◆ **Problem description**
Beginning at the line that contains "Could you point out the red", transcribe every line up to the last one in the material below. Include no other lines.

________________________

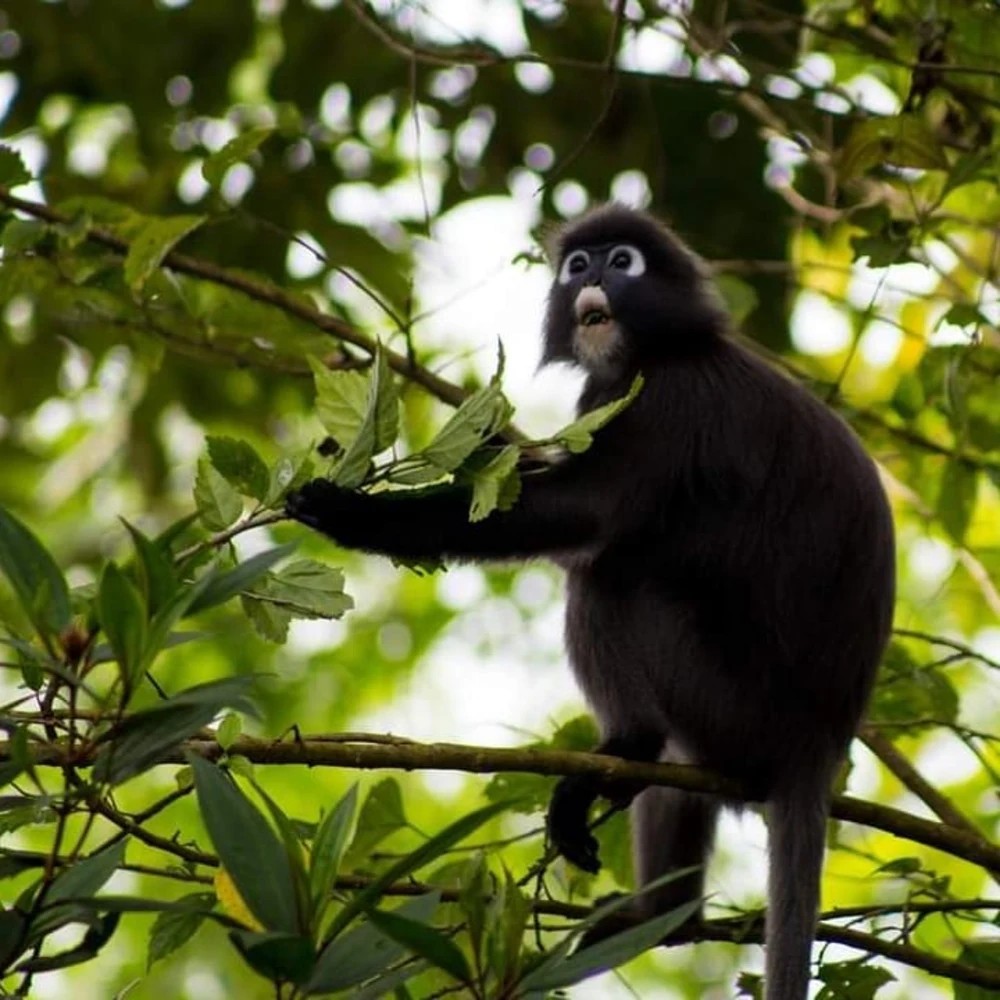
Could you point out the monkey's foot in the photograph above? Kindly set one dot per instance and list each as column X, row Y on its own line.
column 567, row 822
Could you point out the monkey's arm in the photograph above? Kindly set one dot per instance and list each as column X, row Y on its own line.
column 554, row 513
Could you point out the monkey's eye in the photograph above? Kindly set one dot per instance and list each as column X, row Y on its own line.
column 627, row 259
column 576, row 263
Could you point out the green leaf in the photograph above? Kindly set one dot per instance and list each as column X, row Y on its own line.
column 855, row 979
column 220, row 587
column 365, row 951
column 483, row 414
column 34, row 575
column 289, row 471
column 13, row 172
column 123, row 618
column 236, row 150
column 174, row 928
column 142, row 738
column 983, row 954
column 427, row 852
column 306, row 589
column 340, row 401
column 85, row 877
column 378, row 429
column 329, row 845
column 472, row 898
column 491, row 485
column 96, row 937
column 957, row 499
column 381, row 815
column 155, row 570
column 152, row 241
column 240, row 465
column 904, row 140
column 248, row 848
column 276, row 955
column 430, row 944
column 229, row 731
column 22, row 234
column 270, row 622
column 578, row 436
column 606, row 954
column 218, row 503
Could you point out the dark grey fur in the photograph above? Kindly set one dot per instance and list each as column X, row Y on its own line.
column 730, row 573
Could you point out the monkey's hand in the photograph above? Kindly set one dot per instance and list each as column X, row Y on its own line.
column 347, row 516
column 567, row 821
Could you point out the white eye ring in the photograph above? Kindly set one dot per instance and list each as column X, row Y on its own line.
column 571, row 266
column 636, row 263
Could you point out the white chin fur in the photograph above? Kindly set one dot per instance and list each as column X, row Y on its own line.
column 596, row 345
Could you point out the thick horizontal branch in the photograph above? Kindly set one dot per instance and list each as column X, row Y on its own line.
column 269, row 294
column 962, row 843
column 734, row 930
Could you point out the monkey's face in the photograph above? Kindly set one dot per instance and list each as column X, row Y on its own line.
column 626, row 291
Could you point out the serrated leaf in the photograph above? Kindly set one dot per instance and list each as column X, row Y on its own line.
column 248, row 848
column 579, row 435
column 340, row 401
column 218, row 503
column 174, row 928
column 288, row 472
column 490, row 484
column 152, row 241
column 430, row 944
column 957, row 499
column 13, row 172
column 378, row 429
column 34, row 575
column 270, row 622
column 220, row 587
column 307, row 589
column 22, row 234
column 240, row 465
column 478, row 418
column 236, row 150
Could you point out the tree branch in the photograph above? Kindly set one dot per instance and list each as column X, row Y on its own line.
column 968, row 845
column 269, row 294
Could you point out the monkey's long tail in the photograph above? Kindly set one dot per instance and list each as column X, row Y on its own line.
column 797, row 828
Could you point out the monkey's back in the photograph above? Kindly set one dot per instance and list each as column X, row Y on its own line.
column 743, row 593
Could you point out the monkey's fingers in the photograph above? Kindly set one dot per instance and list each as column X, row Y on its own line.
column 567, row 822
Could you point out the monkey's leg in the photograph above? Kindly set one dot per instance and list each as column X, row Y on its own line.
column 573, row 796
column 671, row 830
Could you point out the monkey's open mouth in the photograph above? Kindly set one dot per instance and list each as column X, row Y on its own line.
column 592, row 307
column 595, row 317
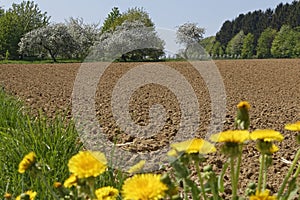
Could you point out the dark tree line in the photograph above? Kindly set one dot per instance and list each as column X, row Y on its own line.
column 256, row 22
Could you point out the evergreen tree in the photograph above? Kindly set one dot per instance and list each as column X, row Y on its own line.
column 234, row 47
column 248, row 46
column 284, row 43
column 264, row 44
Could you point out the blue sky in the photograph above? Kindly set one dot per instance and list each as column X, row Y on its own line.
column 164, row 13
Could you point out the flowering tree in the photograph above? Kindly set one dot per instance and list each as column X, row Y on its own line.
column 54, row 40
column 189, row 35
column 85, row 35
column 130, row 41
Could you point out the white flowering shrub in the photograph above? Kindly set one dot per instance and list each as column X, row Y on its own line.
column 53, row 40
column 130, row 41
column 189, row 35
column 85, row 35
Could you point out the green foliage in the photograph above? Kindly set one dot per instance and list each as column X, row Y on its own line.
column 248, row 46
column 235, row 45
column 284, row 43
column 265, row 43
column 54, row 141
column 109, row 22
column 208, row 44
column 126, row 31
column 115, row 18
column 17, row 21
column 256, row 23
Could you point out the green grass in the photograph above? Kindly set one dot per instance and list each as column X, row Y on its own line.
column 38, row 61
column 53, row 141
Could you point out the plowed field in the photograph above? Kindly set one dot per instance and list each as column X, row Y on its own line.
column 271, row 87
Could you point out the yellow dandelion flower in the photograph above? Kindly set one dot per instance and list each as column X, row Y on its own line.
column 231, row 136
column 87, row 164
column 192, row 146
column 273, row 149
column 243, row 104
column 27, row 162
column 107, row 193
column 267, row 135
column 293, row 127
column 57, row 184
column 71, row 181
column 265, row 195
column 30, row 195
column 144, row 187
column 137, row 167
column 7, row 196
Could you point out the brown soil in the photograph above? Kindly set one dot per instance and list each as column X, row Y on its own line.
column 271, row 87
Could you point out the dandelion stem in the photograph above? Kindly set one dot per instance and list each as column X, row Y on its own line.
column 233, row 181
column 185, row 188
column 237, row 173
column 286, row 178
column 261, row 171
column 200, row 180
column 265, row 173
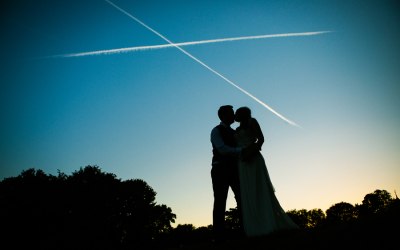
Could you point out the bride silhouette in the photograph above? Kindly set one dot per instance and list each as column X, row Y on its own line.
column 261, row 211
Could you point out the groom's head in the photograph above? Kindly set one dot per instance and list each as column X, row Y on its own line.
column 226, row 114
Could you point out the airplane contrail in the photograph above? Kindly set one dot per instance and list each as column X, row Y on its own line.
column 205, row 65
column 163, row 46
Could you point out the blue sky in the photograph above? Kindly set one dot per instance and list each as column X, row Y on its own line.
column 148, row 114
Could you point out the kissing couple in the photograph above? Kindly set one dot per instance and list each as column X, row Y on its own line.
column 237, row 163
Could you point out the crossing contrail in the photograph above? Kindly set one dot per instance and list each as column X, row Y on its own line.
column 205, row 65
column 164, row 46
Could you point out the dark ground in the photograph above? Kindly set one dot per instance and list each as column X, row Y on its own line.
column 378, row 232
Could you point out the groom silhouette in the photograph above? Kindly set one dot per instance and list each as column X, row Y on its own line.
column 224, row 171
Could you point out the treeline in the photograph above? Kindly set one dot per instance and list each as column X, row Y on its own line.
column 90, row 209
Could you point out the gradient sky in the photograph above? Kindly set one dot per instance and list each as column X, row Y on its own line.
column 149, row 114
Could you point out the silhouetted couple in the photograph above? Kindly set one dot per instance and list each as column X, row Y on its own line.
column 238, row 163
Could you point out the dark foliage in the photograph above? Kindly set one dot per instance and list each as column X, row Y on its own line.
column 87, row 210
column 94, row 210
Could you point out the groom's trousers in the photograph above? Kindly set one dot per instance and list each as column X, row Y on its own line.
column 224, row 176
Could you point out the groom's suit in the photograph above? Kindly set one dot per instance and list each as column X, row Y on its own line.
column 224, row 173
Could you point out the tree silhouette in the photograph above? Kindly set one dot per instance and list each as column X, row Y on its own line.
column 341, row 212
column 87, row 210
column 375, row 202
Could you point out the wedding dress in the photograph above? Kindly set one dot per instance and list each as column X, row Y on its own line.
column 262, row 213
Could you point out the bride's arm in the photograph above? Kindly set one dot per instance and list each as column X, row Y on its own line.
column 257, row 132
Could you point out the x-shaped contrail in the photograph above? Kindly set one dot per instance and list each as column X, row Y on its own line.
column 205, row 65
column 178, row 46
column 164, row 46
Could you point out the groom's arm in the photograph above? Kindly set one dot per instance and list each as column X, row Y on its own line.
column 219, row 144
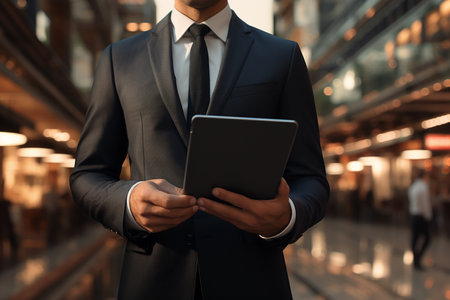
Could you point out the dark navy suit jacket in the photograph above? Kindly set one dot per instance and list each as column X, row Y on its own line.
column 135, row 110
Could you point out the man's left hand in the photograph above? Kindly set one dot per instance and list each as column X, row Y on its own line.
column 263, row 217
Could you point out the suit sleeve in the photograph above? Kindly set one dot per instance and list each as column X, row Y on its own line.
column 95, row 181
column 305, row 171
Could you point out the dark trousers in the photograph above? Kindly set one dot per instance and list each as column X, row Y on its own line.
column 420, row 237
column 198, row 288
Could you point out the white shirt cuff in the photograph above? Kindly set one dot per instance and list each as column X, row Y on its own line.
column 288, row 227
column 129, row 218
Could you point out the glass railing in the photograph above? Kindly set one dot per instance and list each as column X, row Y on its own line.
column 419, row 42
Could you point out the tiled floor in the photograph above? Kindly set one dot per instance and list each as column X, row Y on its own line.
column 340, row 259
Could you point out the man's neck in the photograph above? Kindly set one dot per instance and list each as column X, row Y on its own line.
column 200, row 14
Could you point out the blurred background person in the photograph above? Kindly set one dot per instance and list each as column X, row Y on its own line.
column 421, row 215
column 8, row 238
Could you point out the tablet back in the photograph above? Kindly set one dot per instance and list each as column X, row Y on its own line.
column 244, row 155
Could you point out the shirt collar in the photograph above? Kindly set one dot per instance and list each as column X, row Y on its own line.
column 218, row 23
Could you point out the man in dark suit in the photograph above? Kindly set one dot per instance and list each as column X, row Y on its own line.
column 179, row 247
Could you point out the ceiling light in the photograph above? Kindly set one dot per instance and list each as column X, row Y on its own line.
column 57, row 158
column 68, row 163
column 416, row 154
column 335, row 169
column 12, row 139
column 434, row 122
column 369, row 160
column 355, row 166
column 34, row 152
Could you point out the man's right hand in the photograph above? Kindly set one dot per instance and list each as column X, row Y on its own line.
column 158, row 205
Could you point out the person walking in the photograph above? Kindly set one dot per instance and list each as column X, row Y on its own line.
column 200, row 59
column 421, row 215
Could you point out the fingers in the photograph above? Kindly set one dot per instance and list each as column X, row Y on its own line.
column 223, row 211
column 164, row 195
column 154, row 221
column 158, row 205
column 265, row 217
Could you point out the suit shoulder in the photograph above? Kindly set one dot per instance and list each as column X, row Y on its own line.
column 269, row 39
column 131, row 43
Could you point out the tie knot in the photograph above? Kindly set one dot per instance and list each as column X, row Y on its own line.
column 199, row 30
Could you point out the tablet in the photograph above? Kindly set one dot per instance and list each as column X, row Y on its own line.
column 244, row 155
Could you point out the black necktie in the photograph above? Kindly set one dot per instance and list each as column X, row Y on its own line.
column 198, row 72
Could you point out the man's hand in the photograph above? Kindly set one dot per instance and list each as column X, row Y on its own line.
column 264, row 217
column 157, row 205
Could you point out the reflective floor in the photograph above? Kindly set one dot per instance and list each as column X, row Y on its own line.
column 340, row 259
column 336, row 259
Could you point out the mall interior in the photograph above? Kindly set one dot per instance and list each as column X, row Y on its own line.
column 380, row 72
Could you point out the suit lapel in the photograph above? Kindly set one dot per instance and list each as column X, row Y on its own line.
column 160, row 52
column 238, row 44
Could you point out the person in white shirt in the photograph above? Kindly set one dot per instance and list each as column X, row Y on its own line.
column 421, row 214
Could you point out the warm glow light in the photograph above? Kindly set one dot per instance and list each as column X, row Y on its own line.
column 394, row 135
column 370, row 12
column 416, row 154
column 132, row 27
column 349, row 80
column 328, row 91
column 369, row 160
column 437, row 87
column 12, row 139
column 357, row 146
column 362, row 268
column 425, row 91
column 408, row 257
column 34, row 152
column 318, row 245
column 403, row 37
column 444, row 8
column 69, row 163
column 350, row 34
column 355, row 166
column 437, row 141
column 57, row 135
column 338, row 259
column 335, row 169
column 144, row 26
column 57, row 158
column 434, row 122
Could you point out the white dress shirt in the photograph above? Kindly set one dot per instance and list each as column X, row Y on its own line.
column 181, row 48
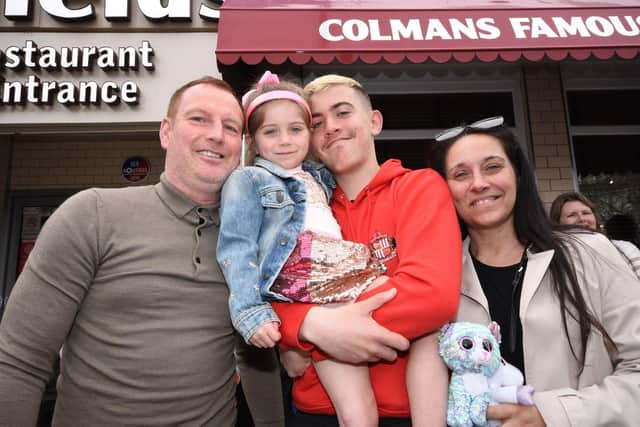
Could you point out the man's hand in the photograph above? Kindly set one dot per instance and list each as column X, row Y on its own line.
column 266, row 336
column 516, row 415
column 295, row 361
column 349, row 334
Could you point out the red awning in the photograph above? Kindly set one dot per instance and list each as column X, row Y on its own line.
column 421, row 30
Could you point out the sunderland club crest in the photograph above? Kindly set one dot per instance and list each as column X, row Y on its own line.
column 383, row 247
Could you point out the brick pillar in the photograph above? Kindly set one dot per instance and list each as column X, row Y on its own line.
column 549, row 133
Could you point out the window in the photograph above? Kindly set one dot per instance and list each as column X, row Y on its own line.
column 419, row 100
column 602, row 103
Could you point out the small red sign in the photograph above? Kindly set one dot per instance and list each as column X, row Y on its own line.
column 135, row 169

________________________

◆ **Written solution**
Could you point out the red awning in the photograph above? Kindly set one dot per instance and list each as column X, row Y on its own line.
column 421, row 30
Could you point out the sunderland club crest in the photograph above? Kindly set one dot per instance and list each as column X, row Y on its own line.
column 383, row 247
Could you point out the brick pillar in the photograph above? Kindly set one dot per instance and list each as column X, row Y on its own line.
column 549, row 133
Could you point out the window in the photograph above? Kindly set one dot per instance and list each as column X, row Y on its own line.
column 419, row 100
column 602, row 103
Could you point out the small red sign in the photograph above? Kindly set one dot per instance and list each as column X, row Y on its own line.
column 135, row 169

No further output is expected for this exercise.